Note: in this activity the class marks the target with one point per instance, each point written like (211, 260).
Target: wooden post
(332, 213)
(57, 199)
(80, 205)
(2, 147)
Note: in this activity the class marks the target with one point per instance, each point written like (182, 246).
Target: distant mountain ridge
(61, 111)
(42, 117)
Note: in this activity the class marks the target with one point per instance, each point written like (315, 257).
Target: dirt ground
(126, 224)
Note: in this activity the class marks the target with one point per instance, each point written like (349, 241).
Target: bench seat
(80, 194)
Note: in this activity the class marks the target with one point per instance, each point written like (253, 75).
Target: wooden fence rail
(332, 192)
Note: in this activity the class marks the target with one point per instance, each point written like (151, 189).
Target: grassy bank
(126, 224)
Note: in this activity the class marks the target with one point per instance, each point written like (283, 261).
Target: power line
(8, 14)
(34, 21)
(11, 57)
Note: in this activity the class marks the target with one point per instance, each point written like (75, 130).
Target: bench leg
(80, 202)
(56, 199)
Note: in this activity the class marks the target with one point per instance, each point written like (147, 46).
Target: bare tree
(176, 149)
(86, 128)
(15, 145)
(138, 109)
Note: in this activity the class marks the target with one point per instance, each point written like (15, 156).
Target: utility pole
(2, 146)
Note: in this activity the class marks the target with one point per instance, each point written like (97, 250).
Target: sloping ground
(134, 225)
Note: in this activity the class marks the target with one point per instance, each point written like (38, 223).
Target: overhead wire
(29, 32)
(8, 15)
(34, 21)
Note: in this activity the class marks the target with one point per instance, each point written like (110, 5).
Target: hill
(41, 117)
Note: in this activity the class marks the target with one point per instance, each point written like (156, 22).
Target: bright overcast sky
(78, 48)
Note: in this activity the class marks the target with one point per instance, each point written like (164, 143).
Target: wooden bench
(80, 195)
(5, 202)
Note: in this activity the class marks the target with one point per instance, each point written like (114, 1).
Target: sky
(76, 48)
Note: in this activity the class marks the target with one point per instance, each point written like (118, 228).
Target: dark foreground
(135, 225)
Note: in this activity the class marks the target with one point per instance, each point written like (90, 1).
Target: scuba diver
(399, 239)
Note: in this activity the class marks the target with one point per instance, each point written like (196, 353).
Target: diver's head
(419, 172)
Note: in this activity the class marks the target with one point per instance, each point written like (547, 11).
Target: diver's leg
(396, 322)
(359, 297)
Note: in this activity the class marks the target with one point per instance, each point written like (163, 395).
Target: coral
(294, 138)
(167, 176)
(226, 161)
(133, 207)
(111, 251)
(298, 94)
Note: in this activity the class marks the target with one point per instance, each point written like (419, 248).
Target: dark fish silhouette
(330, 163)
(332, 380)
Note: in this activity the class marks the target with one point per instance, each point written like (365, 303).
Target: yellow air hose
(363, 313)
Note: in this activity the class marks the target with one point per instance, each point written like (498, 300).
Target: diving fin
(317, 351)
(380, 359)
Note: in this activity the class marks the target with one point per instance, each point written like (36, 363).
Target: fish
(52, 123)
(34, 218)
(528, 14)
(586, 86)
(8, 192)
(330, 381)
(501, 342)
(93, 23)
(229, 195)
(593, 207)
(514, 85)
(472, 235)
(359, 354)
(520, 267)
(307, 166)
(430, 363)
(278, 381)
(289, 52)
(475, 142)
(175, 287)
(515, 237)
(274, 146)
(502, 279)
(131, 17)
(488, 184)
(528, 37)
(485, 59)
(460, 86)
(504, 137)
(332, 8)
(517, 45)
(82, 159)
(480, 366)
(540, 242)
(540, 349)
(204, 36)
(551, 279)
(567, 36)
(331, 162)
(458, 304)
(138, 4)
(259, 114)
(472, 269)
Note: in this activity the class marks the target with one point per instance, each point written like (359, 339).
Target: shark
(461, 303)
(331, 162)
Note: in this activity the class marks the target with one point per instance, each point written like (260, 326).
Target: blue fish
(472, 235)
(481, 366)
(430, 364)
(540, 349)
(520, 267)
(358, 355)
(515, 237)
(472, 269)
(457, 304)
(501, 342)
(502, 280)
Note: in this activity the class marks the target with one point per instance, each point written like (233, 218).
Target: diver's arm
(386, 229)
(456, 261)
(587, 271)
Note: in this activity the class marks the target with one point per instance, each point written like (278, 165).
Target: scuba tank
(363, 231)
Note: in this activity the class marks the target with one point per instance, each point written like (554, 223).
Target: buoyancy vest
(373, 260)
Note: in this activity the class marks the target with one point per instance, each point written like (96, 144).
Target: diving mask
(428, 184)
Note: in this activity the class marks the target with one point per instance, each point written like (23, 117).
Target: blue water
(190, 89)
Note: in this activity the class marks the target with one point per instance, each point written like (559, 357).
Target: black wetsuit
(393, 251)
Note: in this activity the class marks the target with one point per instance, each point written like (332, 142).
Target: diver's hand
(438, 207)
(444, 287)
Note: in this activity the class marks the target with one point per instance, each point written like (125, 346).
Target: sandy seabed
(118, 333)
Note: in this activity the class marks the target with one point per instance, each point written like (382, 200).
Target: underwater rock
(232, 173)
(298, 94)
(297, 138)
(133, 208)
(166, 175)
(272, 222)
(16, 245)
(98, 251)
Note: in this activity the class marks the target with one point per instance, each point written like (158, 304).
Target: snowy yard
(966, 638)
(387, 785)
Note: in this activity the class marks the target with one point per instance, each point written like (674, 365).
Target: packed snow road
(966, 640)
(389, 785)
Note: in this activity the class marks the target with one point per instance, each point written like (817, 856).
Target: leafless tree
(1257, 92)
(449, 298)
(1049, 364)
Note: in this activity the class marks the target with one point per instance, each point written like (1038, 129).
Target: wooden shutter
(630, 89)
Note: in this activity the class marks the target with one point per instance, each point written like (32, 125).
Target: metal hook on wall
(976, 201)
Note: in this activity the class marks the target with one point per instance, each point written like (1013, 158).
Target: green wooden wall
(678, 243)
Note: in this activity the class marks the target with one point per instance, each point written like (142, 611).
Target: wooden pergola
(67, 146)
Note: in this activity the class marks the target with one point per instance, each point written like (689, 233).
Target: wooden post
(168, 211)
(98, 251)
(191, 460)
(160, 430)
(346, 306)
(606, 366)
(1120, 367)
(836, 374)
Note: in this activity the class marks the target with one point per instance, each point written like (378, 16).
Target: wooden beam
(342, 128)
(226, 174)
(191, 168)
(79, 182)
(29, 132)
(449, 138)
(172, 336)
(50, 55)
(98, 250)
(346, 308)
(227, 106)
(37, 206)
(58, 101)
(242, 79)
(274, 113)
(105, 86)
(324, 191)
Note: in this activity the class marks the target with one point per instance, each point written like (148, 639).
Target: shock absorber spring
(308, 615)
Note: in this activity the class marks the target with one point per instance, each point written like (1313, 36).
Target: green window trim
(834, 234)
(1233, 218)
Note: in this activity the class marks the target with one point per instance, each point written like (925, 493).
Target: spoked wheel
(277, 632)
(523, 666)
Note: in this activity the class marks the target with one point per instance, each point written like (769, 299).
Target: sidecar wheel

● **TO BE DONE**:
Return exactly the lines of the data, and only those, from the line with "like (817, 856)." through the last line, inclusive.

● **WORKED SOLUTION**:
Note: in this activity the class marks the target with one point per instance, each point written like (817, 856).
Target: leafless tree
(1257, 92)
(449, 298)
(1049, 364)
Note: in this activity the class marks the target with one point per instance, each point written like (1038, 129).
Target: wooden shutter
(630, 89)
Note: in this activity the class marks the target with one point per instance, each point written like (32, 125).
Target: metal hook on wall
(976, 201)
Note: in this activity the class marks the target with one point per instance, each point written like (1013, 158).
Target: green wooden wall
(678, 243)
Note: in this activity the class marks the target with one point per instance, each point written like (142, 611).
Target: wooden pergola
(67, 146)
Note: in this activity the class marks the target with one point per instance, each point written like (689, 233).
Target: wooden post
(168, 211)
(98, 251)
(191, 460)
(160, 430)
(346, 306)
(606, 366)
(1120, 367)
(836, 374)
Note: in this activity the class marks the target with one point per instance, each point written like (378, 16).
Target: wooden beam
(342, 128)
(226, 174)
(191, 168)
(79, 182)
(29, 132)
(449, 138)
(172, 336)
(50, 55)
(98, 250)
(346, 308)
(227, 106)
(37, 206)
(58, 101)
(242, 79)
(274, 113)
(105, 86)
(324, 191)
Note: in this activity the class marks the target with one point per instance, each point written like (148, 639).
Target: shock absorber spring
(308, 615)
Note: in this activity the class marks the target with one point per instance, each point written like (1313, 36).
Target: green window trim
(834, 234)
(1233, 218)
Note: in this activity the class marks the target with one point per instance, each point written like (925, 493).
Target: spoked wheel
(277, 632)
(523, 666)
Note: in this activity the class marks the target with one point per instance, each point written like (769, 299).
Target: sidecar wheel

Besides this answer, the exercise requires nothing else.